··· Records for the task ···

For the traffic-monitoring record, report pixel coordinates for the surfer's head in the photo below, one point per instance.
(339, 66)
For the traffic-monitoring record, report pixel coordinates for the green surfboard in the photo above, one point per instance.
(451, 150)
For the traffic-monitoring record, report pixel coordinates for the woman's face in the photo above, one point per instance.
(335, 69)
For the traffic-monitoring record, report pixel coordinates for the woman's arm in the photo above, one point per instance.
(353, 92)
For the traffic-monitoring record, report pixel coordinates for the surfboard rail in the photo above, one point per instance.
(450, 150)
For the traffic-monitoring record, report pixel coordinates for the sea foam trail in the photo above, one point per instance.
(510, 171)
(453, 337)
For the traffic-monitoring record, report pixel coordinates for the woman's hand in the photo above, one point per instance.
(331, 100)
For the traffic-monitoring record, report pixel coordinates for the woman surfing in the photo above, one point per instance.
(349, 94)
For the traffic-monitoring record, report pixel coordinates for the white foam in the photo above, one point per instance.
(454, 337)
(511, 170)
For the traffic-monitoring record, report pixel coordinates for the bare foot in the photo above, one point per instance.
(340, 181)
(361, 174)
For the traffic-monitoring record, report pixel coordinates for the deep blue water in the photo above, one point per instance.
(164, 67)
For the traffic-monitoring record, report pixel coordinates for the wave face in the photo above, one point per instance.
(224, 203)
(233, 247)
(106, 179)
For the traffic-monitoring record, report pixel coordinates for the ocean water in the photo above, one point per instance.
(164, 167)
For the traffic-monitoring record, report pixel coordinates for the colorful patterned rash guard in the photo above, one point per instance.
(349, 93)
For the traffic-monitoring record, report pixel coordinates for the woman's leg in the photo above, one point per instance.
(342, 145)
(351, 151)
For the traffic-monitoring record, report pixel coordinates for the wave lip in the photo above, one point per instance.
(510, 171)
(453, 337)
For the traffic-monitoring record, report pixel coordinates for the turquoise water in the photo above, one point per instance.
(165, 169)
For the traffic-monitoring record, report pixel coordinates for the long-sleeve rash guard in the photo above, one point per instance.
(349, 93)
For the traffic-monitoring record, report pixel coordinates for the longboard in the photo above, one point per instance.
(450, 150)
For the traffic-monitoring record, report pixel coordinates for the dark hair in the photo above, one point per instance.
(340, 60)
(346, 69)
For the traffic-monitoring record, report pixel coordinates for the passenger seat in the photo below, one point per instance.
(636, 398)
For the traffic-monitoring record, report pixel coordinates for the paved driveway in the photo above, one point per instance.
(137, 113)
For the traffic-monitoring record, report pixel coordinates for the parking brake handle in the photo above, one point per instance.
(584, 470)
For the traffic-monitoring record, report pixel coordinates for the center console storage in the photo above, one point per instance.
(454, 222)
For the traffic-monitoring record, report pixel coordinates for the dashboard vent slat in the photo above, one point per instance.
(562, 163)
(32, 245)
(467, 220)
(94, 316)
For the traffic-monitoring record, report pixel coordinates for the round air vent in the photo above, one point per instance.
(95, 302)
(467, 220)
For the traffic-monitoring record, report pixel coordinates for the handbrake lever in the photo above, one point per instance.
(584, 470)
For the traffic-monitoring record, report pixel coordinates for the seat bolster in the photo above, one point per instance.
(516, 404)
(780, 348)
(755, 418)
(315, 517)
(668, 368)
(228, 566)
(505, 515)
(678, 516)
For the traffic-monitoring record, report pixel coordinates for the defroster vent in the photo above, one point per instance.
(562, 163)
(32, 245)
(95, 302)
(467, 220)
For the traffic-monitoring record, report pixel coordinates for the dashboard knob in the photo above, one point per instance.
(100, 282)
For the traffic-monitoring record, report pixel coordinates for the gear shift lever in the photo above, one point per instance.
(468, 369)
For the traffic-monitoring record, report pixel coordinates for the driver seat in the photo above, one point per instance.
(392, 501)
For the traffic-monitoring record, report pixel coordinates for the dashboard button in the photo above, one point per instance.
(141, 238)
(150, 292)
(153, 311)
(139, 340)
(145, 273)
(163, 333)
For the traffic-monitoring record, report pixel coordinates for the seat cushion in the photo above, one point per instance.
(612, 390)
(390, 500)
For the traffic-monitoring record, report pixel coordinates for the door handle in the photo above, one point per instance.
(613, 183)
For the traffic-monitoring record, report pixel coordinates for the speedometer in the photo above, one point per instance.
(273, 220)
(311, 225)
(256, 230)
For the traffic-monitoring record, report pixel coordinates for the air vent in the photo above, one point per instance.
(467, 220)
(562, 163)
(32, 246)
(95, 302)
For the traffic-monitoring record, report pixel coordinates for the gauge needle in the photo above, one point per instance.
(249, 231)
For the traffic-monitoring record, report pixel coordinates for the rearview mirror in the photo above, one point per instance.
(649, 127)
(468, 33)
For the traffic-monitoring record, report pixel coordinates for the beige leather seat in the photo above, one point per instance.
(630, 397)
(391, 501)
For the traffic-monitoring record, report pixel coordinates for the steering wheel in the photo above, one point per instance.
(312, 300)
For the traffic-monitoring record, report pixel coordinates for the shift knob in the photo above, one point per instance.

···

__The task__.
Copy the entries from the line containing "for the air" through the end of the entries, inclusive, with "rearview mirror" swapped for "side mirror" and nothing else altered.

__Task solution__.
For the traffic-monitoring record, report pixel coordinates for the air vent in the photo above, one point per instance.
(467, 220)
(562, 163)
(32, 246)
(95, 302)
For the traffic-monitoring record, report pixel coordinates for the gauge needle in the photo above, one point per instance.
(249, 231)
For the traffic-monitoring record, report pixel coordinates for the side mirror in the photo above, one point per instance.
(649, 127)
(468, 33)
For the traffic-monitoring record, report pixel coordinates for the beige leather seat in the photo above, one point per instance.
(630, 397)
(391, 501)
For the traffic-monitoring record, report pixel coordinates for the steering wheel in the photo above, one point per instance.
(312, 300)
For the traffic-monitoring record, report pixel coordinates for the shift knob in the photo above, one point per instance.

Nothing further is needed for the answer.